Your task is to quote the material that follows, in full and exactly.

Entries shown start

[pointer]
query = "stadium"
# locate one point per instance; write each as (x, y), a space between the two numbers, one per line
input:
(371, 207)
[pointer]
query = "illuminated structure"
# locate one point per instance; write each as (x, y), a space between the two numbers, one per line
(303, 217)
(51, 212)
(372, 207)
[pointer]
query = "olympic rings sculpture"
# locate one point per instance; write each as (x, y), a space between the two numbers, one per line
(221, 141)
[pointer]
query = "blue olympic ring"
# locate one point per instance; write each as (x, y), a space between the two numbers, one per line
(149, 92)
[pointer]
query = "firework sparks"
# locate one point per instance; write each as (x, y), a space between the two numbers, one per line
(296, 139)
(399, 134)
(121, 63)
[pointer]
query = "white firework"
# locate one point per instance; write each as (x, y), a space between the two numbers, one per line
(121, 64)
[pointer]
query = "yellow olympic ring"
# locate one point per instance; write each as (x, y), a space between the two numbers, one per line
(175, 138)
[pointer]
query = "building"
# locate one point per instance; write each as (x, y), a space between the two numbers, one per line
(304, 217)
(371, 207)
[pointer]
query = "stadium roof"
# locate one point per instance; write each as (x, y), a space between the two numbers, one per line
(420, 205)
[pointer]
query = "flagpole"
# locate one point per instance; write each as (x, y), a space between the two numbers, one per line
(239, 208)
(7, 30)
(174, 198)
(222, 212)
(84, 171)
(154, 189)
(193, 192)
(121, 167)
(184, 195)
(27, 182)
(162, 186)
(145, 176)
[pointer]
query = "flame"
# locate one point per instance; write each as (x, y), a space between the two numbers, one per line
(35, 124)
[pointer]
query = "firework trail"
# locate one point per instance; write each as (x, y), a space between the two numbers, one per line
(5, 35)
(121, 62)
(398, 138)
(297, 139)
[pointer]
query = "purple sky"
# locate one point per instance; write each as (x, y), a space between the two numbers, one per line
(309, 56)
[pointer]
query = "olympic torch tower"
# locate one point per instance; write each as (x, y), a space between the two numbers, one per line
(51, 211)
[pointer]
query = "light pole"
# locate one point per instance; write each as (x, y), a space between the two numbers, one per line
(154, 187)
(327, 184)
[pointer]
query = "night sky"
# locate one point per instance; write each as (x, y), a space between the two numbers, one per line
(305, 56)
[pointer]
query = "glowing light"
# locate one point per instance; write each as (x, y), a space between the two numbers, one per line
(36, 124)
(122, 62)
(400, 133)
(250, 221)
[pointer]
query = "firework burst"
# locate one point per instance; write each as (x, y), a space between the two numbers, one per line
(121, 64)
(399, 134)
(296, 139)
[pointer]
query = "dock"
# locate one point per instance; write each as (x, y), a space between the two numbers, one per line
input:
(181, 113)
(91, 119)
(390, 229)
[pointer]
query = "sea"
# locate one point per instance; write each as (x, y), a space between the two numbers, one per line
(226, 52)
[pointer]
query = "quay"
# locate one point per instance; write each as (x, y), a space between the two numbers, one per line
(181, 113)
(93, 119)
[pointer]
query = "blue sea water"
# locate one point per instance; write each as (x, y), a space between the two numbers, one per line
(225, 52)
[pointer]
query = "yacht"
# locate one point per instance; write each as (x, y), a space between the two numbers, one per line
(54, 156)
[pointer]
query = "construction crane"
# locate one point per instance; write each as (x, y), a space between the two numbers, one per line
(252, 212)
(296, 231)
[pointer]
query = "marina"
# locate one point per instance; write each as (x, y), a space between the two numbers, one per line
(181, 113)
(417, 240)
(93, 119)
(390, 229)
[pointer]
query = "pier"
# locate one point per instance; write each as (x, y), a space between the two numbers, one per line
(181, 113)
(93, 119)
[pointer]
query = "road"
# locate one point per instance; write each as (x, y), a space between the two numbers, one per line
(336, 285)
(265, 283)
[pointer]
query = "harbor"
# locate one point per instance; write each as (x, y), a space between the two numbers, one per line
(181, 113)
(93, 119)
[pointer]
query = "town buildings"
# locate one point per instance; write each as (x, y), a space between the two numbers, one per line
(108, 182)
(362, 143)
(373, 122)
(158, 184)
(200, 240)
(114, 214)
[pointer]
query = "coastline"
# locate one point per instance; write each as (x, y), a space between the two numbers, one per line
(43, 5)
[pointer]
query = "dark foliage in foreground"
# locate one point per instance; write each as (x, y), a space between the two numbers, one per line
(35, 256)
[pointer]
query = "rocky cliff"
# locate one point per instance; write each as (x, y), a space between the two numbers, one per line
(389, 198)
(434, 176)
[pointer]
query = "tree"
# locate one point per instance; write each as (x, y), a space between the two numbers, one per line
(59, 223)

Entries shown end

**Task response**
[pointer]
query = "stadium"
# locate one point per instance; write each as (x, y), a space between the two numbers, one per line
input:
(371, 207)
[pointer]
query = "illuminated structure"
# locate one point per instance; write each as (x, y), a space between the two numbers, one per line
(303, 217)
(51, 212)
(372, 207)
[pointer]
query = "olympic rings sculpture"
# locate one point per instance; write each as (x, y), a space between the two numbers, one per line
(221, 141)
[pointer]
query = "blue olympic ring"
# locate one point per instance; write each as (x, y), a space between the two numbers, one per line
(149, 92)
[pointer]
query = "firework sparks"
# locate one point per instance; write each as (x, y), a space between the two numbers, one per line
(296, 139)
(399, 134)
(121, 63)
[pointer]
query = "white firework"
# locate one point per instance; write each as (x, y), a space between the two numbers, one per line
(121, 64)
[pointer]
query = "yellow olympic ring"
# locate one point per instance; write each as (x, y), a space between the two numbers, one per line
(175, 138)
[pointer]
query = "building"
# locate one point per instance; write each as (x, y), a space between the two numbers, one per line
(304, 217)
(371, 207)
[pointer]
query = "stadium roof"
# locate one point per instance; write each as (x, y), a space between the two numbers, one per line
(420, 205)
[pointer]
query = "flagpole"
# locate one point per instance; write each as (x, y), a space between the two numbers, one per line
(239, 208)
(7, 30)
(174, 198)
(222, 212)
(84, 171)
(154, 189)
(193, 192)
(121, 167)
(184, 195)
(27, 182)
(162, 186)
(145, 176)
[pointer]
query = "flame"
# locate one point per instance; write each as (x, y), a space between the two numbers, one per line
(35, 124)
[pointer]
query = "firework trail"
# locate one point per instance; write each as (x, y), a space between the two numbers, one per line
(5, 35)
(121, 62)
(398, 138)
(297, 139)
[pointer]
query = "purple sky"
# locate one point per instance; write each as (x, y), a space between the two numbers, one per line
(309, 56)
[pointer]
query = "olympic torch tower"
# locate one point per instance; write each as (x, y), a space between the two numbers, one per line
(51, 211)
[pointer]
query = "light pole"
# locate one point per instance; write each as (x, y), a space between the two numbers, one per line
(154, 187)
(327, 184)
[pointer]
query = "night sky"
# locate one point per instance; write each as (x, y), a space between the two numbers, one per line
(305, 56)
[pointer]
query = "glowing light"
# locate one point per instance; write each as (x, y), a space between the two numbers, one per line
(36, 124)
(122, 62)
(400, 133)
(250, 221)
[pointer]
query = "firework burst"
# locate one point per instance; write each as (x, y), a space between the two numbers, one per line
(121, 64)
(399, 134)
(296, 139)
[pointer]
query = "dock"
# locate one point per instance; write each as (x, y), a space between the two numbers, one per line
input:
(181, 113)
(91, 119)
(390, 229)
[pointer]
query = "sea"
# locate one point per instance; write each as (x, y), a space between the two numbers, one per line
(226, 52)
[pointer]
query = "quay"
# locate one point per instance; write each as (x, y), a space between the two numbers, one per line
(181, 113)
(93, 119)
[pointer]
query = "blue sea water"
# locate one point per instance; write each as (x, y), a space between the two numbers, one per line
(225, 52)
[pointer]
query = "yacht"
# locate one point per instance; write each as (x, y), a space between the two numbers, one per line
(54, 156)
[pointer]
query = "construction crane"
# locate one point per instance; write each as (x, y), a space between the two numbers, one per line
(252, 212)
(296, 231)
[pointer]
query = "marina"
# locate one point per instance; write each as (x, y), a space between the two numbers, one per line
(181, 113)
(417, 240)
(93, 119)
(390, 229)
[pointer]
query = "pier"
# locate one point per instance; write each as (x, y), a space between the two numbers, one per line
(181, 113)
(93, 119)
[pointer]
query = "road"
# locate one point per instance; write each as (x, y), a space between the two numbers, one per line
(336, 285)
(265, 283)
[pointer]
query = "harbor"
# locate one point per instance; write each as (x, y), a space between the two numbers, one per line
(181, 113)
(93, 119)
[pointer]
query = "town buildings"
# locate one point per instance; write each as (x, y), a space between the two numbers, one per line
(108, 182)
(362, 143)
(373, 122)
(158, 184)
(200, 240)
(114, 214)
[pointer]
query = "coastline"
# locate one point per instance; write each as (x, y), a space between the two numbers, one per line
(43, 5)
[pointer]
query = "dark foliage in foreground"
# locate one point per instance; write each as (x, y), a space between the two numbers, one per line
(35, 256)
[pointer]
query = "rocky cliff"
# locate one point per instance; write each as (x, y), a space between the two numbers, one per line
(389, 198)
(434, 176)
[pointer]
query = "tree"
# locate one point per instance; write each as (x, y), a space between the two numbers, one per line
(59, 223)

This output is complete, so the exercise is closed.